INSTRUCTIONS TO FOLLOW =>
Reproduce all the records word for word. Omit images.

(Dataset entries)
—————

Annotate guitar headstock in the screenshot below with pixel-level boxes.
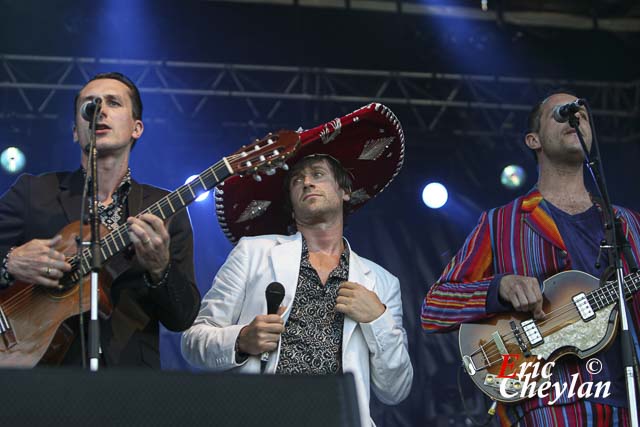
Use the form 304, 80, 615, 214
226, 130, 300, 181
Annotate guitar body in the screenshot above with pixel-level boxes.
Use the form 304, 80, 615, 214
0, 221, 112, 368
459, 270, 619, 403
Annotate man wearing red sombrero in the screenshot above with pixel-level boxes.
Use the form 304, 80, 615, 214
181, 104, 413, 426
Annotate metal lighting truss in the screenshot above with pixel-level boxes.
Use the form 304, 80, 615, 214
1, 53, 639, 146
205, 0, 640, 33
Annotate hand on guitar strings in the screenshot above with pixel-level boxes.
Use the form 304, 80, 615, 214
127, 213, 171, 282
6, 235, 72, 288
498, 275, 546, 320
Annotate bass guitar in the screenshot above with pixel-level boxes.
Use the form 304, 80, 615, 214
0, 131, 300, 367
459, 269, 639, 402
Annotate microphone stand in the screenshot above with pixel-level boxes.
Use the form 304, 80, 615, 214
569, 101, 638, 426
87, 98, 103, 372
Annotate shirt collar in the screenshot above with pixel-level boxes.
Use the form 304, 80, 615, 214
81, 167, 132, 204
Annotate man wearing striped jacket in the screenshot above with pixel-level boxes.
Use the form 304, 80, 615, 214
422, 92, 640, 426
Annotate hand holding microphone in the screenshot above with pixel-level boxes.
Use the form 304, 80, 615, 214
260, 282, 285, 368
235, 282, 286, 371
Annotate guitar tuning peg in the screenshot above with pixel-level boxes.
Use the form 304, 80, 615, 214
265, 168, 276, 176
253, 174, 262, 182
281, 163, 289, 171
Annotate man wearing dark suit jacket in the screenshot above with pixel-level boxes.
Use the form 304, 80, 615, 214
0, 72, 200, 368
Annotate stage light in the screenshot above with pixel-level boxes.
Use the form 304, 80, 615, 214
500, 165, 526, 189
481, 0, 488, 11
185, 175, 210, 202
0, 147, 26, 174
422, 182, 448, 209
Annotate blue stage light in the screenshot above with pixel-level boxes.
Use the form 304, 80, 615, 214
422, 182, 448, 209
185, 175, 210, 202
0, 147, 26, 174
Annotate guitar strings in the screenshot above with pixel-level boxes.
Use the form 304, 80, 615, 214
469, 279, 637, 370
1, 285, 40, 314
89, 149, 287, 258
476, 293, 613, 363
473, 310, 583, 369
478, 276, 637, 352
474, 294, 628, 370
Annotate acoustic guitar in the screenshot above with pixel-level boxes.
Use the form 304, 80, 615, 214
0, 131, 300, 367
458, 269, 639, 402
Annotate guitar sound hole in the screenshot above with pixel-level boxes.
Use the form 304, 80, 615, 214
59, 270, 81, 290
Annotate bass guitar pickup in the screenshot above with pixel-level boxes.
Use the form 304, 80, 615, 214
572, 292, 596, 321
520, 319, 543, 348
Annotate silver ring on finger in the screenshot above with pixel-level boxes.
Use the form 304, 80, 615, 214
142, 237, 151, 245
46, 266, 51, 277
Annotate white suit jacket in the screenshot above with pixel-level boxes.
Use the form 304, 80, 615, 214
181, 233, 413, 425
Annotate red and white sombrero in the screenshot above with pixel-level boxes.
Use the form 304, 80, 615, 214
215, 103, 405, 243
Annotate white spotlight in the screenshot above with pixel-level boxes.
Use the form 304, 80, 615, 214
0, 147, 26, 174
185, 175, 210, 202
422, 182, 448, 209
500, 165, 526, 189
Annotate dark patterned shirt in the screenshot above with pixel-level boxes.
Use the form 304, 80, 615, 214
87, 168, 132, 231
96, 169, 131, 231
276, 237, 349, 375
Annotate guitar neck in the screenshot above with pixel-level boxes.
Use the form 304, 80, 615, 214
587, 270, 640, 310
70, 159, 232, 278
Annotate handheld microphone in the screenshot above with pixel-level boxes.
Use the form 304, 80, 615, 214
552, 98, 585, 123
80, 98, 103, 122
260, 282, 285, 371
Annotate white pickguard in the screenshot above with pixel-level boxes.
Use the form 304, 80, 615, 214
531, 304, 615, 359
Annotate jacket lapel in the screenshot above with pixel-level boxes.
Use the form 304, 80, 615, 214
58, 169, 85, 224
522, 189, 567, 251
269, 233, 303, 314
104, 180, 146, 281
343, 243, 373, 353
128, 179, 145, 216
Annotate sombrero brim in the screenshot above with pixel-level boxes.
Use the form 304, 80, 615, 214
215, 103, 405, 243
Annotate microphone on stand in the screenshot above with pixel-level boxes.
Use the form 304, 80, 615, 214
260, 282, 285, 373
80, 98, 103, 122
552, 98, 585, 123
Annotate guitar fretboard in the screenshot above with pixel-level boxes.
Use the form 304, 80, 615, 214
586, 271, 640, 310
65, 159, 231, 284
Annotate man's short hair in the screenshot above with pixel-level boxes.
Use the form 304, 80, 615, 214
74, 72, 143, 149
525, 89, 578, 163
283, 154, 354, 225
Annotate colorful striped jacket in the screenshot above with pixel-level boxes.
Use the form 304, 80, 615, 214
421, 188, 640, 424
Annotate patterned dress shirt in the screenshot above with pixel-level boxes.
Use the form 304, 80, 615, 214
276, 237, 349, 375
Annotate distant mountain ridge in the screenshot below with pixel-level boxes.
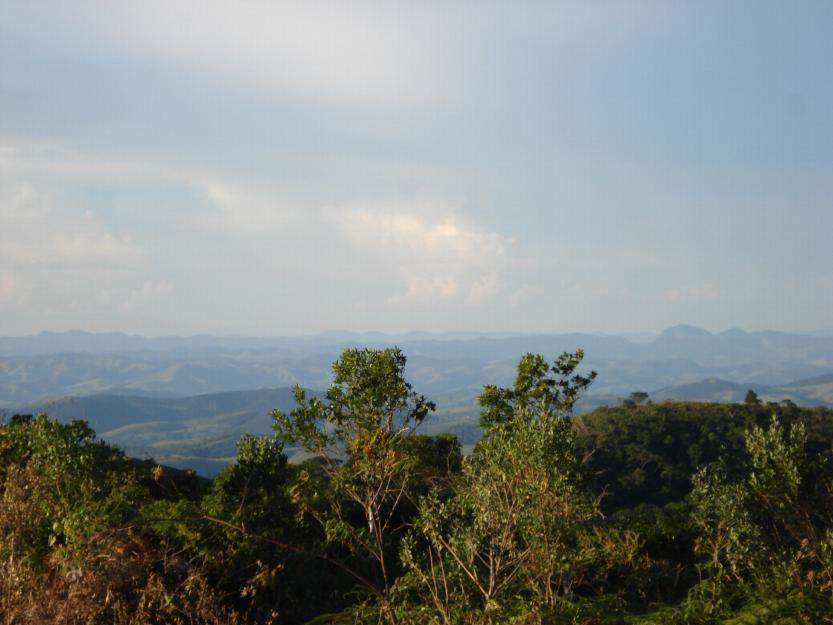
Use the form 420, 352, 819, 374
3, 325, 833, 362
0, 329, 530, 356
2, 326, 833, 407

—————

SOLUTION FOR THIS EXERCISE =>
Annotate guitar headstock in the screenshot below with pixel-level boxes.
Use the form 304, 80, 615, 214
226, 130, 300, 181
Annotate guitar body in the screenshot above with pixel-level boxes.
Use the form 304, 80, 615, 214
0, 221, 112, 368
459, 270, 619, 403
Annotate man wearing red sombrero in the screenshot above with pixel-level boxes.
Use the form 304, 80, 615, 214
181, 104, 413, 426
Annotate metal lighting truss in the screenshot above with pixel-level boxes.
Use the form 304, 80, 615, 214
1, 53, 639, 146
205, 0, 640, 33
Annotate hand on guitar strings in the screenshot above with pixel-level boxes.
Use the form 304, 80, 615, 214
127, 213, 171, 282
6, 235, 72, 288
498, 275, 546, 320
Annotate bass guitar in the screenshot above with pixel-level boxes.
Use the form 304, 80, 615, 214
0, 131, 300, 367
459, 269, 639, 402
Annotate microphone stand in the screenshot above with pixel-level boxes.
Use the form 304, 80, 615, 214
569, 101, 638, 426
87, 98, 103, 372
Annotate shirt collar in the screenshot above with pixel-level boxes.
Use the form 304, 80, 615, 214
81, 167, 132, 204
Annotate man wearing striped jacket in the screenshot above with pixel-level boxes.
Use the form 304, 80, 615, 214
422, 92, 640, 426
Annotate hand holding microphone in the screenshot above with pixel-level boxes.
Use the form 304, 80, 615, 214
260, 282, 285, 368
235, 282, 286, 371
Annotate guitar tuning peg in the screenshot above with pixel-level boxes.
Use the form 304, 80, 615, 214
265, 168, 276, 176
253, 174, 262, 182
281, 163, 289, 171
Annotate man wearing dark suit jacket in the screenshot above with pixel-level boxes.
Use the form 304, 80, 615, 214
0, 72, 200, 368
Annotate stage light in the screenshot above with pixel-level boxes.
Use the form 304, 80, 615, 214
500, 165, 526, 189
481, 0, 488, 11
185, 175, 210, 202
0, 147, 26, 174
422, 182, 448, 209
Annotate blue stage light in the screenshot above with pixel-level boxes.
Use the form 304, 80, 615, 214
422, 182, 448, 209
185, 175, 210, 202
0, 147, 26, 174
Annotate guitar strings in the screenshot above with pixel-level boxes.
Use the form 304, 80, 615, 214
469, 279, 637, 370
1, 285, 40, 314
89, 149, 287, 258
476, 293, 613, 363
473, 310, 583, 369
478, 276, 637, 352
474, 294, 628, 370
Annotate acoustic guitar in the screenshot above with pixel-level boxes.
Use the form 304, 80, 615, 214
0, 131, 300, 367
458, 269, 639, 402
Annotate guitar sound hole in the screenshot above with pixel-level boxes.
Use the form 304, 80, 615, 214
59, 270, 81, 290
Annotate bass guitar pickup in the screenshot above with pixel-level boxes.
Use the form 304, 80, 615, 214
572, 292, 596, 321
520, 319, 543, 348
Annotate silver ring on finger in the screenshot above with pixel-level boxes.
Use the form 304, 80, 615, 214
142, 237, 151, 245
46, 266, 51, 277
Annotate white suit jacket in the screenshot above with pixel-level boxes.
Use the form 304, 80, 615, 214
181, 233, 413, 425
Annotate red and white sombrero in the screenshot above with pixel-level boxes.
Use the form 304, 80, 615, 214
215, 103, 405, 243
Annotate white spotlight in the screenshot above with pixel-level boxes.
Use the form 304, 80, 615, 214
0, 147, 26, 174
185, 175, 210, 202
422, 182, 448, 209
500, 165, 526, 189
Annotate dark patterned shirt in the screenshot above with pixel-level boxes.
Use the form 304, 80, 615, 214
87, 168, 132, 231
96, 169, 131, 231
276, 237, 349, 375
Annotate guitar neck in the screenshot above with pixel-level boxes.
Use the form 304, 80, 615, 214
587, 270, 640, 310
70, 159, 232, 278
Annotate handheld microphone in the screenshot above with pixel-level boxes.
Use the form 304, 80, 615, 214
552, 98, 585, 123
80, 98, 103, 122
260, 282, 285, 371
Annotate white pickguard in the screenshot above with pixel-level boxes.
Use the form 304, 80, 615, 214
531, 304, 615, 359
Annotate jacket lapel in the screenshot above with pixel-level boxes.
Use the form 304, 80, 615, 214
58, 169, 85, 224
522, 189, 567, 251
269, 233, 303, 314
104, 180, 146, 281
343, 243, 373, 353
128, 179, 145, 216
Annotate sombrero brim in the screenshot above with pixel-level boxes.
Use the form 304, 80, 615, 214
215, 103, 405, 243
Annotate microphone on stand in the screenshot above with pixel-level boxes.
Use the form 304, 80, 615, 214
260, 282, 285, 373
80, 98, 103, 122
552, 98, 585, 123
Annotate guitar fretboard in the screenshot above with pixel-level boxes.
Use the form 304, 80, 615, 214
586, 271, 640, 310
65, 159, 231, 284
Annotate man's short hair in the screenshot above with pixel-level boxes.
Use the form 304, 80, 615, 214
74, 72, 143, 149
525, 89, 578, 163
283, 154, 354, 225
Annotate colorful striped jacket in the screenshot above with pixel-level boxes.
Use the form 304, 80, 615, 214
421, 188, 640, 424
Annotate patterned dress shirt in the screenshot above with pixel-level boxes.
Use the form 304, 80, 615, 214
276, 237, 349, 375
Annotate distant mountain ridge in the screenshot below with pixel-level boxes.
Use the form 420, 352, 819, 374
3, 325, 833, 362
0, 329, 530, 356
2, 326, 833, 407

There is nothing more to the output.